INSTRUCTION 1> Retype the part of the Hasnah Mohammed Hashim biography between "- Spouse: Mohd" and "Bar in 2002.", inclusive, without changing anything.

Chief Justice of Malaysia
- Acting
- In office 3 July 2025 – 28 July 2025
- Monarch: Ibrahim Iskandar
- Prime Minister: Anwar Ibrahim
- Preceded by: Tengku Maimun Tuan Mat
- Succeeded by: Wan Ahmad Farid Wan Salleh

13th Chief Judge of Malaya
- Incumbent
- Assumed office 12 November 2024
- Nominated by: Anwar Ibrahim
- Appointed by: Ibrahim Iskandar
- Monarch: Ibrahim Iskandar
- Prime Minister: Anwar Ibrahim
- Preceded by: Mohamad Zabidin Mohd Diah

Personal details
- Born: Hasnah binti Mohammed Hashim 15 May 1959 (age 66) Kuantan, Pahang, Federation of Malaya (now Malaysia)
- Spouse: Mohd Idris Habib
- Children: 3
- Alma mater: University of Malaya (LLB)
- Profession: Judicial and legal service

= Hasnah Mohammed Hashim =

Chief Judge of Malaya from 2024 (born 1959)

Hasnah binti Mohammed Hashim (born 15 May 1959) is a Malaysian judge and legal professional who has served as the 13th Chief Judge of Malaya since November 2024.

== Early life and education ==
Hasnah binti Mohammed Hashim was born on 15 May 1959 in Kuantan, Pahang. She pursued her early education in Pahang before enrolling at the University of Malaya, where she earned her Bachelor of Laws with Honours in 1983. She was later admitted to the Malaysian Bar in 2002.

== Career ==
Hasnah began her legal career in August 1983 as a legal officer in the Attorney General's Chambers. She later served as Senior Federal Counsel and legal adviser at several federal ministries, including the Ministry of Housing and Local Government, Ministry of Works, and the former Ministry of Telecommunications and Posts. She was also appointed as the Assistant State Legal Adviser in Selangor, becoming the first woman to hold that post.

DATA FOR THIS EXERCISE>
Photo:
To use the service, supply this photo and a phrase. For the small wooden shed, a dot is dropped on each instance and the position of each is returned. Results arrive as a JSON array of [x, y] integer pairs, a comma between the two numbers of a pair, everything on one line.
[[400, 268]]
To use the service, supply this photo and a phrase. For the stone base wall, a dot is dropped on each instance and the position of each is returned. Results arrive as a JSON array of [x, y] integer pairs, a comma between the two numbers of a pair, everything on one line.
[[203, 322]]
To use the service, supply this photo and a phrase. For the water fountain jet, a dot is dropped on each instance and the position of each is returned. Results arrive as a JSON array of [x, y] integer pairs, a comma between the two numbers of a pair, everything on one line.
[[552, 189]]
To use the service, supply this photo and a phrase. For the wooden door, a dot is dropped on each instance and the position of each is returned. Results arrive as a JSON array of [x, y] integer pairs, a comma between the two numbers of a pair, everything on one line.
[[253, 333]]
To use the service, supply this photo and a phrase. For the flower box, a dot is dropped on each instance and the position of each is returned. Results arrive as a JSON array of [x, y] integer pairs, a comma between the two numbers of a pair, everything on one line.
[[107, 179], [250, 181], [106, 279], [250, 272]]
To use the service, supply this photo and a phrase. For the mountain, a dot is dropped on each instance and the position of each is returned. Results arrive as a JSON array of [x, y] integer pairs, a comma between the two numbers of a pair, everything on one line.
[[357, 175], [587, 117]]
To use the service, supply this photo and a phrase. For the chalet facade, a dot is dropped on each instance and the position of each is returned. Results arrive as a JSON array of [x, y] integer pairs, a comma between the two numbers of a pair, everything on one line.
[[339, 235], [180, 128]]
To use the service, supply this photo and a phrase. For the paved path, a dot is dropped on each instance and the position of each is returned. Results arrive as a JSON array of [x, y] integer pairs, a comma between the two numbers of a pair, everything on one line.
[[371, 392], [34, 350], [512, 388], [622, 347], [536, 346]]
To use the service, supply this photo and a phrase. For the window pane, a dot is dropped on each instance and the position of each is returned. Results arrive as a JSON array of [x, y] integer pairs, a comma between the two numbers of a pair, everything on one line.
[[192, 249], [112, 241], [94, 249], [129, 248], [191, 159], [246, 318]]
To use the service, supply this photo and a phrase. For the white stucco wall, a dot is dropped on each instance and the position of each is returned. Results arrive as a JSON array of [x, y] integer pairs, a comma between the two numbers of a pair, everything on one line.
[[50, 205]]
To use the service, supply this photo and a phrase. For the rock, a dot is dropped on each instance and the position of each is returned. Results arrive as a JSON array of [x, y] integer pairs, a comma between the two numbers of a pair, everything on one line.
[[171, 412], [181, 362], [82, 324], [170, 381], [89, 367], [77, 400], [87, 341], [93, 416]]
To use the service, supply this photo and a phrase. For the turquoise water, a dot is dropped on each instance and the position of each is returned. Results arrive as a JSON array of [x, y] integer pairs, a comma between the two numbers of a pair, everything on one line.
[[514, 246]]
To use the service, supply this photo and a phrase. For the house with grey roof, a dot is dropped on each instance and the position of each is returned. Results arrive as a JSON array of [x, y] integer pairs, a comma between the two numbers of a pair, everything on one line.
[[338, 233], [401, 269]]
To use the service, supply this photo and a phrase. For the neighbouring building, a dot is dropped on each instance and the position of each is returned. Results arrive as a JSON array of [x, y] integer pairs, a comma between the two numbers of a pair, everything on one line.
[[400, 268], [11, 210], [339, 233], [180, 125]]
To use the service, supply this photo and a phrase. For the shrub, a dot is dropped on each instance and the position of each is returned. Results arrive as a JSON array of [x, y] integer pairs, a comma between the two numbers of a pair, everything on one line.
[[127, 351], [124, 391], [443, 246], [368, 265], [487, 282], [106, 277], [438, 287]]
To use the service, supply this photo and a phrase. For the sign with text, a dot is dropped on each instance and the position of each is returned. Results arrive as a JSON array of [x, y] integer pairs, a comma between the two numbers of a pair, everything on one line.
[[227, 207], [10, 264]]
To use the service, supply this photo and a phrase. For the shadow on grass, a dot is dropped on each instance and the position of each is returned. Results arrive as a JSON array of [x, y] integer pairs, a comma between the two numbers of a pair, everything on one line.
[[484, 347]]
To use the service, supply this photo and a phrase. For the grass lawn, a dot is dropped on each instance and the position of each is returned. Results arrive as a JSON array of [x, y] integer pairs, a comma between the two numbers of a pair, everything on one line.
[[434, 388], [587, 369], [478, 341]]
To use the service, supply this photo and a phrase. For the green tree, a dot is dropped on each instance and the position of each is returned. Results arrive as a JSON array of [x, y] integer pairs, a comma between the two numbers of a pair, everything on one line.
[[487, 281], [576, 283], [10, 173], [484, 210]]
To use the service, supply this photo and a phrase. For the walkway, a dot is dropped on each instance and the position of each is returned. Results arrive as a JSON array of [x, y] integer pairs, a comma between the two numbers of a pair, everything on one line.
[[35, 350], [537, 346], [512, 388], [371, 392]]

INSTRUCTION 2> Echo the lines of the records between the lines holding "For the turquoise" and "[[514, 246]]", inclusive, and nothing else.

FINISHED ANSWER 1>
- Spouse: Mohd Idris Habib
- Children: 3
- Alma mater: University of Malaya (LLB)
- Profession: Judicial and legal service

= Hasnah Mohammed Hashim =

Chief Judge of Malaya from 2024 (born 1959)

Hasnah binti Mohammed Hashim (born 15 May 1959) is a Malaysian judge and legal professional who has served as the 13th Chief Judge of Malaya since November 2024.

== Early life and education ==
Hasnah binti Mohammed Hashim was born on 15 May 1959 in Kuantan, Pahang. She pursued her early education in Pahang before enrolling at the University of Malaya, where she earned her Bachelor of Laws with Honours in 1983. She was later admitted to the Malaysian Bar in 2002.

FINISHED ANSWER 2>
To use the service, supply this photo and a phrase. For the turquoise water, a dot is dropped on each instance and the position of each is returned. Results arrive as a JSON array of [x, y] integer pairs, a comma between the two numbers of a pair, everything on one line.
[[514, 246]]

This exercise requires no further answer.